Kamerun trifft Japan - Papiertheater als Türöffner und kreatives Werkzeug in der Friedensarbeit

Die Kommissionen für Gerechtigkeit und Frieden in mehreren kamerunischen Diözesen arbeiten schon seit langem mit Schüler*innen in Friedensclubs katholischer Schulen u.a., um deren Kompetenzen zur Förderung gewaltfreier Konfliktlösungen stärken. Sie haben sich jetzt in einer Weiterbildung mit einer neuen Methode für ihre Bildungsarbeit befasst, dem japanischem Papiertheater Kamishibai. Auch in der Erwachsenenbildung gibt es dafür gute Einsatzmöglichkeiten. ZFD-Fachkraft Frauke Dißelkötter stellt das Angebot vor.

(Dateneinträge)
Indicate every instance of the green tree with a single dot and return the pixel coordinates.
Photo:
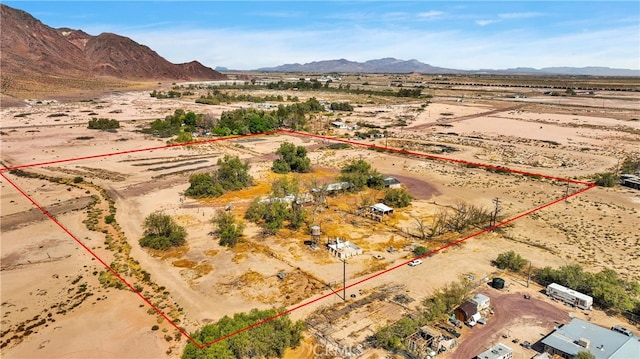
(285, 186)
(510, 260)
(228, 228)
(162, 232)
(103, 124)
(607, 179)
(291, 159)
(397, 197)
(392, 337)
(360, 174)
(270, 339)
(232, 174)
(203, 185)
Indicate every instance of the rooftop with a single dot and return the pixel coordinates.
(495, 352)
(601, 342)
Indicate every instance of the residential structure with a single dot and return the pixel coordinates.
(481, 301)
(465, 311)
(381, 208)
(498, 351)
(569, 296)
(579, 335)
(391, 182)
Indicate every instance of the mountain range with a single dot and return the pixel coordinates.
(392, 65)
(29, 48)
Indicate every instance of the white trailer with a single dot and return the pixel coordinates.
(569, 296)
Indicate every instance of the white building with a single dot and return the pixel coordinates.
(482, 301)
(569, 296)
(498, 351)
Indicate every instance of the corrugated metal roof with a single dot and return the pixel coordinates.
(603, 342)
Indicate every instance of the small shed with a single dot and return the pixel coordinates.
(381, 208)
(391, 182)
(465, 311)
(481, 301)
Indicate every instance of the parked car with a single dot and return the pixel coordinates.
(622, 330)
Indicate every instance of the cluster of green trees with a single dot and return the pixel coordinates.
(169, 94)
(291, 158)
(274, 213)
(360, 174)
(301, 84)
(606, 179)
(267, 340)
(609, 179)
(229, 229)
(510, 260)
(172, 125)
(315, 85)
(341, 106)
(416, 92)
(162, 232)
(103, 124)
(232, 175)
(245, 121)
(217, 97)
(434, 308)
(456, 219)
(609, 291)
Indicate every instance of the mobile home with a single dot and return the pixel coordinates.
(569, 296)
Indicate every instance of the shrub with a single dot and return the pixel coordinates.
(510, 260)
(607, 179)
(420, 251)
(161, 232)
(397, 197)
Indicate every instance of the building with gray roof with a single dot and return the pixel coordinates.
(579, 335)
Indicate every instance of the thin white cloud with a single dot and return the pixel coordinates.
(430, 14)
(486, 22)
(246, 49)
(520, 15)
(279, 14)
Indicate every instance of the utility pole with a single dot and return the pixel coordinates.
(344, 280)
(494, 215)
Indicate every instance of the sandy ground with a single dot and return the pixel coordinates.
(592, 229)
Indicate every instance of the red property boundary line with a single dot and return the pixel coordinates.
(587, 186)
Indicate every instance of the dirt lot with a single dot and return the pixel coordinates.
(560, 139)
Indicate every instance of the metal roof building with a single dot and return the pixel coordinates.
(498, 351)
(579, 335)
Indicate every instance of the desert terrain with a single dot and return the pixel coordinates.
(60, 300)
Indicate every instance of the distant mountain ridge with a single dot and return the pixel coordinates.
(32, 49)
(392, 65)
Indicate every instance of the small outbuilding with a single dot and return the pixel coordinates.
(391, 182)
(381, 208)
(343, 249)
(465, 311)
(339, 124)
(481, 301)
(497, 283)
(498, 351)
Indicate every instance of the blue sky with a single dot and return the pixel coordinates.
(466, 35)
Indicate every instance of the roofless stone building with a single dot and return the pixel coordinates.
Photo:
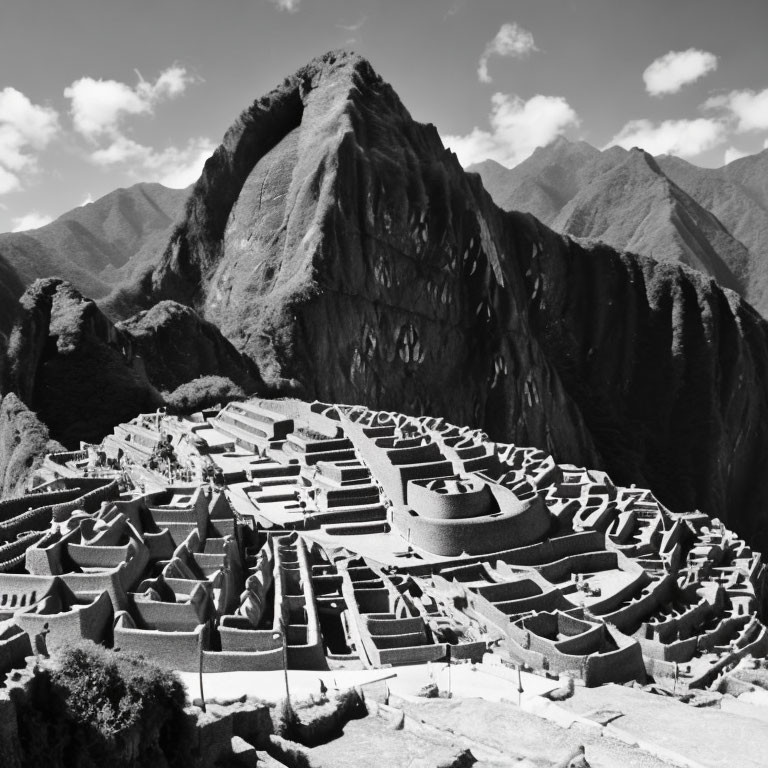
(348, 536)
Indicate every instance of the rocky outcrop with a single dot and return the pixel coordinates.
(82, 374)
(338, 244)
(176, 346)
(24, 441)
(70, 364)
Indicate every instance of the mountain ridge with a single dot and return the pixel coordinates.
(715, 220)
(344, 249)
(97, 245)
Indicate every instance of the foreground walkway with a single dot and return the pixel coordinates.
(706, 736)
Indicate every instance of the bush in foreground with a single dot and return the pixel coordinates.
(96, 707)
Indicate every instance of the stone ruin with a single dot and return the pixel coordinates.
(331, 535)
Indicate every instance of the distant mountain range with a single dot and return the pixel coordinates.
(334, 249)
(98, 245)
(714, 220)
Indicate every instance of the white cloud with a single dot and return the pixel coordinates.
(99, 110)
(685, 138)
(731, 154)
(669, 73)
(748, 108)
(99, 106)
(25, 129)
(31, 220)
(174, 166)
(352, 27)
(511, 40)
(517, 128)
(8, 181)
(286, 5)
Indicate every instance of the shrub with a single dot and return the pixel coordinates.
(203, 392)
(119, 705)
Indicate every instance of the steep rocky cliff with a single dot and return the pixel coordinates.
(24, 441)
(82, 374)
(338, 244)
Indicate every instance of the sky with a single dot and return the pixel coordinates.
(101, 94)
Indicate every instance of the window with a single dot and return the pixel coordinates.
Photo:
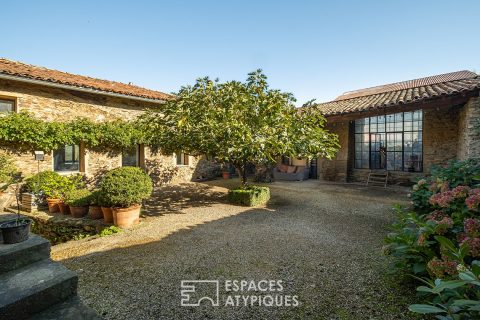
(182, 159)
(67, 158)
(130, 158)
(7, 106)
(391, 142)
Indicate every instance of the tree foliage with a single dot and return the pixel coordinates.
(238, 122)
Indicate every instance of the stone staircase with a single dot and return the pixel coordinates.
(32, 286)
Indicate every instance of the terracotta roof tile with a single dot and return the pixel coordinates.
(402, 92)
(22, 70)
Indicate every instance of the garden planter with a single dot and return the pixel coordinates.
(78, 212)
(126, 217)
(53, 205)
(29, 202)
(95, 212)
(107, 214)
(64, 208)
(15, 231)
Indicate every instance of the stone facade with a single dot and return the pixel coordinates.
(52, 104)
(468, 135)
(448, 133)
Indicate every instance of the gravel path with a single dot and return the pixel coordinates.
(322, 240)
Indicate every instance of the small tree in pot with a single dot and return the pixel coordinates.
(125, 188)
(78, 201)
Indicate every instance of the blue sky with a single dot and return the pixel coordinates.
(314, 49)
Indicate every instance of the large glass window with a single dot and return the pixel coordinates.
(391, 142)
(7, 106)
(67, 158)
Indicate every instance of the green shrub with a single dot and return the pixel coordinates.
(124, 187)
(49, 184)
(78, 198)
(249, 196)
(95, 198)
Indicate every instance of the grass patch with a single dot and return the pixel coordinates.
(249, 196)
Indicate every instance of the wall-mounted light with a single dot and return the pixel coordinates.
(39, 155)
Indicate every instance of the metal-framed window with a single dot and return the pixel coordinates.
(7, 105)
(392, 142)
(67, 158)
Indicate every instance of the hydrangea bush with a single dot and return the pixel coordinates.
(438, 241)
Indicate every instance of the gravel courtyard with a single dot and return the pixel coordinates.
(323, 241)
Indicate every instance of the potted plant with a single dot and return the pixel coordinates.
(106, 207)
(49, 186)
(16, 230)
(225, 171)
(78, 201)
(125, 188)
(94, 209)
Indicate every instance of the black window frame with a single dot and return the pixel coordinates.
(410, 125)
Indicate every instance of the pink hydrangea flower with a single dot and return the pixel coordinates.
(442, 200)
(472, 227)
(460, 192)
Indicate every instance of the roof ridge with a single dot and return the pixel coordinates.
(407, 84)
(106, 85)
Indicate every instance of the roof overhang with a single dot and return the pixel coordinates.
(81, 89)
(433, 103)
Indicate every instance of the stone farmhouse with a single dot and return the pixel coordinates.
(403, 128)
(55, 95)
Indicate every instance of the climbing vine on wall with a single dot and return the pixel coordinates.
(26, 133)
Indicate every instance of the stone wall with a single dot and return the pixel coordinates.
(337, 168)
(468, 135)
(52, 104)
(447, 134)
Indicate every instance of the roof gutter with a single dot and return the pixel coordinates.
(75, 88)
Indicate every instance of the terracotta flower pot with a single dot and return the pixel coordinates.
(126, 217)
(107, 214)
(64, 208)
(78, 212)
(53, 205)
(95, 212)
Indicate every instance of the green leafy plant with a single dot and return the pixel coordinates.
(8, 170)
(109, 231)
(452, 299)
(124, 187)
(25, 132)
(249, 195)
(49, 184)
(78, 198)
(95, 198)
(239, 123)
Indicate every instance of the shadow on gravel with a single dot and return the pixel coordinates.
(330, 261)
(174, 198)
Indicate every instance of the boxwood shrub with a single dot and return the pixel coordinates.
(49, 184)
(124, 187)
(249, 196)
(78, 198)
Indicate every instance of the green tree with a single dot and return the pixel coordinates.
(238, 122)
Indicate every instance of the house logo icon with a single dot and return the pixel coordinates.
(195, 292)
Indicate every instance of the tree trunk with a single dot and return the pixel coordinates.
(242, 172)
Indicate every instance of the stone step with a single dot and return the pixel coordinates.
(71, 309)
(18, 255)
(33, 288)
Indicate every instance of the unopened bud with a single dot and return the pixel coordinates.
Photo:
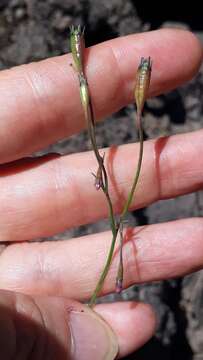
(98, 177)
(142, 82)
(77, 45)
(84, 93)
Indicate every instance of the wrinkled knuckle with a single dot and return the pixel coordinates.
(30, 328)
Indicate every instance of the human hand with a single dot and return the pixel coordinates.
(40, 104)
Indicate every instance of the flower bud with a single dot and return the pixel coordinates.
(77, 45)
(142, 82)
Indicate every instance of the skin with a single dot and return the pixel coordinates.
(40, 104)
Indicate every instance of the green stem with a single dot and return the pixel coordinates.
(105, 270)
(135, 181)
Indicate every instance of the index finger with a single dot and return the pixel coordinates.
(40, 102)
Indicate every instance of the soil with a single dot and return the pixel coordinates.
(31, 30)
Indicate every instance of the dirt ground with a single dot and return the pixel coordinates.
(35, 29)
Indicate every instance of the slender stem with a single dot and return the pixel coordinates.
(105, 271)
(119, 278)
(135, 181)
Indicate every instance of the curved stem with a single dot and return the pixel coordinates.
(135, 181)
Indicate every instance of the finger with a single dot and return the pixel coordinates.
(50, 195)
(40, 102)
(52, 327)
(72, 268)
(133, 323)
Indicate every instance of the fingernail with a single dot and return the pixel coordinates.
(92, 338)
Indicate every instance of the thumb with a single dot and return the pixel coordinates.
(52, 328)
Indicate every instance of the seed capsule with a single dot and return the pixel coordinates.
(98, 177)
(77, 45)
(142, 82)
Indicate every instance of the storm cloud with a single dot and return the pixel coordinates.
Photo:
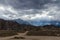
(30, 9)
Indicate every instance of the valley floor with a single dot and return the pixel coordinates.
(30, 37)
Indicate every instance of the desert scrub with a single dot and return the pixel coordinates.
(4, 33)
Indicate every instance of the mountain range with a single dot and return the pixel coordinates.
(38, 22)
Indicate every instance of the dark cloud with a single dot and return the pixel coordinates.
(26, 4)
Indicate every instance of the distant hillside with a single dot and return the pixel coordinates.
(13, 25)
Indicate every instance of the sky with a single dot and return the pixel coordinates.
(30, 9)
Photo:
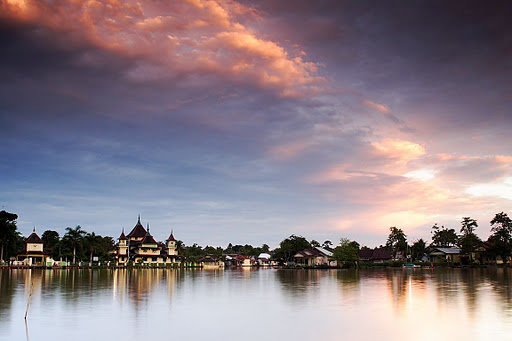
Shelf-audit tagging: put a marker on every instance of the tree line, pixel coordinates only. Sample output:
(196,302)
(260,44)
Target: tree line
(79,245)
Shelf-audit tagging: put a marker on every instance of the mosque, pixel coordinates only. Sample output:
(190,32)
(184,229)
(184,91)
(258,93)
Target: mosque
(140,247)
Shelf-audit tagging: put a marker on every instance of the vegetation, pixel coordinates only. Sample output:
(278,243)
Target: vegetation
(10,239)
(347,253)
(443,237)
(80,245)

AUFGABENSTELLUNG:
Beantworten Sie anhand des Textes über das Papiertheater in der Friedensarbeit:
(a) Mit wem arbeiten die Kommissionen für Gerechtigkeit und Frieden in Friedensclubs?
(b) Mit welcher neuen Methode haben sie sich in einer Weiterbildung befasst?
(c) Wer stellt das Angebot vor?

SCHRIFTLICHE LÖSUNG:
(a) Mit Schüler*innen in Friedensclubs katholischer Schulen u.a.
(b) Mit dem japanischen Papiertheater Kamishibai.
(c) ZFD-Fachkraft Frauke Dißelkötter.